**WHAT YOU SHOULD DO:** Copy out exactly the stretch of the listing below that begins at the line containing "Point to the man in purple" and ends at the line containing "Point to the blue denim", and copy nothing outside it.

━━━

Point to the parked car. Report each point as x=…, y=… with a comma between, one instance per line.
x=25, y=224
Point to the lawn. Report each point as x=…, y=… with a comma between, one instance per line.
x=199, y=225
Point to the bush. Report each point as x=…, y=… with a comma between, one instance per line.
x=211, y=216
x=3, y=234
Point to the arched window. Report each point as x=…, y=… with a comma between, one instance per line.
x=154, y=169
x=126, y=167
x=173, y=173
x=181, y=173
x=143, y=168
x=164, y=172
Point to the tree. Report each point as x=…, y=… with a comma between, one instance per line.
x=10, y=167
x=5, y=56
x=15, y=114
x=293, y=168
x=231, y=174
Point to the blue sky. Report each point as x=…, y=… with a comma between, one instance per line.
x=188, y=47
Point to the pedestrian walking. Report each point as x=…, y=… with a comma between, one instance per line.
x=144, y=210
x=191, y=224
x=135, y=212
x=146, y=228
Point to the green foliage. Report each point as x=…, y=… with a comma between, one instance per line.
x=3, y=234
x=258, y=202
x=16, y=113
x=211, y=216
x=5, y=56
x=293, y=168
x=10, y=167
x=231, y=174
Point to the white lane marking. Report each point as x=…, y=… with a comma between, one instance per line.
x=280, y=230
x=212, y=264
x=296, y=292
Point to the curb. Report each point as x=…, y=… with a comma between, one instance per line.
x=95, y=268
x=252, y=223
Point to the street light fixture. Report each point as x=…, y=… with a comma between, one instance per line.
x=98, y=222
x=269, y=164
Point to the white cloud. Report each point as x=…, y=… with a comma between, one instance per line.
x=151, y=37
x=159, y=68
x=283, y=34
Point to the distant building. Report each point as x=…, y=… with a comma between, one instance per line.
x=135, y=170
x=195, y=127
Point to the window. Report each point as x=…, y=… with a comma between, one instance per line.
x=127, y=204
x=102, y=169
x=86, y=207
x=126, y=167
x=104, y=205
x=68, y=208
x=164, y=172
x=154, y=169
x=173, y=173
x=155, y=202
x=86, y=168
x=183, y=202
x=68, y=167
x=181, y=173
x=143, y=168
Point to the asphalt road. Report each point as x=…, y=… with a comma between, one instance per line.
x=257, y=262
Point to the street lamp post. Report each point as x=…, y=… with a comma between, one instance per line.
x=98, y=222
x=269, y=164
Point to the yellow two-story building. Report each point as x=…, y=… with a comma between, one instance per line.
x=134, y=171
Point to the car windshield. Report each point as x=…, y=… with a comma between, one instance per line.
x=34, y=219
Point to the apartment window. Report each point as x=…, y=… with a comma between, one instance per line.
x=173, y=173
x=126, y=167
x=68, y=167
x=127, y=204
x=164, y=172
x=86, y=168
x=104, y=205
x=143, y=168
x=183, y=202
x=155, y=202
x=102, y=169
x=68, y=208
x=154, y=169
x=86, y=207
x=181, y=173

━━━

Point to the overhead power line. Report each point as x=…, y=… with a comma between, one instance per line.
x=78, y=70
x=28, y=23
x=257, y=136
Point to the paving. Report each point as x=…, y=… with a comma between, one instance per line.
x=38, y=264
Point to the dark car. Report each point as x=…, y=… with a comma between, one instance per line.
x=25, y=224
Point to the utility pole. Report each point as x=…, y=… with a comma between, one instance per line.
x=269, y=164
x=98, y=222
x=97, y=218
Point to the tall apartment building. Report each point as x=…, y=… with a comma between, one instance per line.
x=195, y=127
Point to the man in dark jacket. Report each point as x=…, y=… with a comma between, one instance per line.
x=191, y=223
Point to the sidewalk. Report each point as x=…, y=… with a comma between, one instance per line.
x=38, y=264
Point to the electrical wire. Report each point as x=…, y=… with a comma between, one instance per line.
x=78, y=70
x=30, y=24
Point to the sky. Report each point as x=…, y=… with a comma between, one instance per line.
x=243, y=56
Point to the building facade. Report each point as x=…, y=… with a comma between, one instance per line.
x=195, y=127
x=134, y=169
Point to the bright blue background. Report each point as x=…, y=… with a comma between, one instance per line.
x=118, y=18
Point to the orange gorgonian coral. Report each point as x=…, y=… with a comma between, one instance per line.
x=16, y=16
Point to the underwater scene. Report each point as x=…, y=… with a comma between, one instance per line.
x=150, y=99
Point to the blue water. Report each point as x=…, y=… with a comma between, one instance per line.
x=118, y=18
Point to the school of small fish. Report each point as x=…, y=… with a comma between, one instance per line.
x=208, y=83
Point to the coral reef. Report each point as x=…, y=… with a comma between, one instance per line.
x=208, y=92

━━━

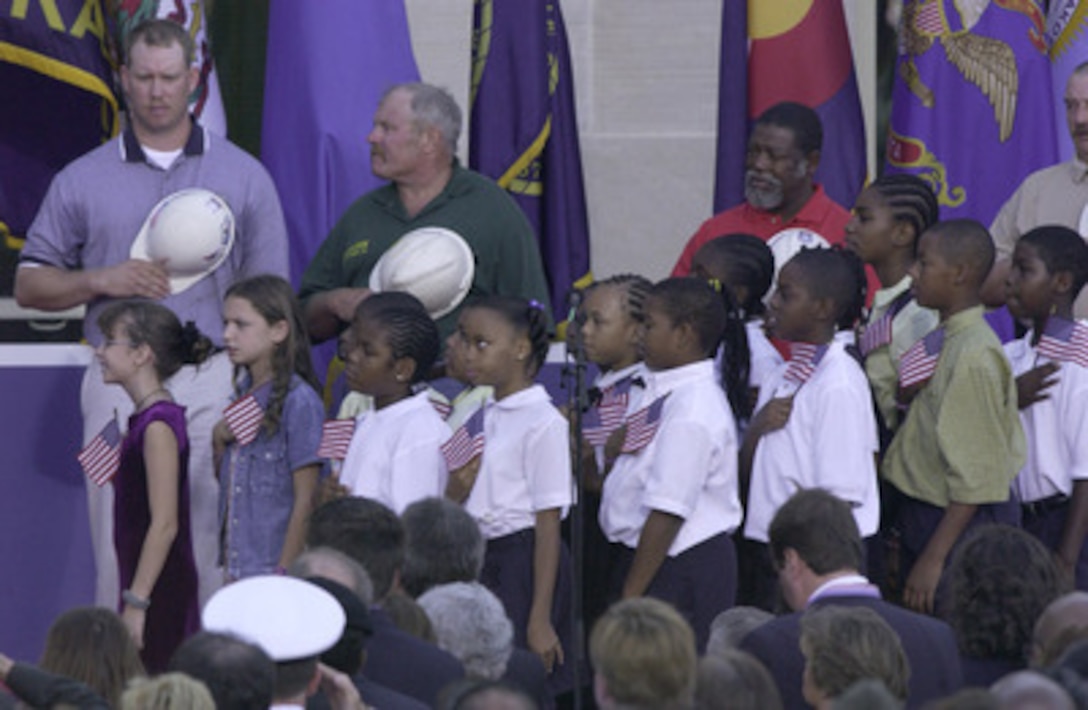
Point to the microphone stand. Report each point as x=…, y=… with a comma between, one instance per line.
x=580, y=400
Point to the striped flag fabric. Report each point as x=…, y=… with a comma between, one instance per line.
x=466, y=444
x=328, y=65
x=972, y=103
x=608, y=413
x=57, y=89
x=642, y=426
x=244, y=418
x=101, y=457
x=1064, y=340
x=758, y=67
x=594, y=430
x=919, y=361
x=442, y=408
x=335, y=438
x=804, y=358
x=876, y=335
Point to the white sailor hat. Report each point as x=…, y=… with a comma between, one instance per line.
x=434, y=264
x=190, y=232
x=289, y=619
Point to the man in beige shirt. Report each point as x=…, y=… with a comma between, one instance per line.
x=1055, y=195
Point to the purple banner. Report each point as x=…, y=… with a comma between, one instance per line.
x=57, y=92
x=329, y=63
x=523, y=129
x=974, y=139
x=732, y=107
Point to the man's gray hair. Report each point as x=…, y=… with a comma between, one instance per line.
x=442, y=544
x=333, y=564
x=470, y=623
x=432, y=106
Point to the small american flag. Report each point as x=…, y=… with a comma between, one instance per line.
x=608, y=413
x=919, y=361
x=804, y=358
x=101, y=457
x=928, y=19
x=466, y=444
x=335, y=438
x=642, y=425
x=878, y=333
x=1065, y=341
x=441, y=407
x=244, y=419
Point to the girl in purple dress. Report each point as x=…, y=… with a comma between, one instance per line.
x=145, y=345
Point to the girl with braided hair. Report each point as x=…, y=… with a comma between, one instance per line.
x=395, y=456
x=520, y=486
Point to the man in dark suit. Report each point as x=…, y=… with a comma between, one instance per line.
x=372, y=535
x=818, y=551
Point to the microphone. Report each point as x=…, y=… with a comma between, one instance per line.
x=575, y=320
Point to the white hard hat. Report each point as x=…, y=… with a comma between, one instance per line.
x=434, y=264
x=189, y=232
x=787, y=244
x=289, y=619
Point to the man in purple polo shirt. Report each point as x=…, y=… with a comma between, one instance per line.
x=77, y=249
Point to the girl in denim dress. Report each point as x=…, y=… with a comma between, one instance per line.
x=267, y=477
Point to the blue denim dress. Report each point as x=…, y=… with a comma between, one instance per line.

━━━

**WORKED SOLUTION:**
Point to the man in purple polo shirt. Report each point as x=…, y=… with a comma between, one instance per line.
x=77, y=249
Point to the girl in denim dress. Report each point as x=…, y=… with a comma between, one instance per line.
x=267, y=477
Point to the blue denim dress. Report each point as x=…, y=… with a comma between, one instance per line.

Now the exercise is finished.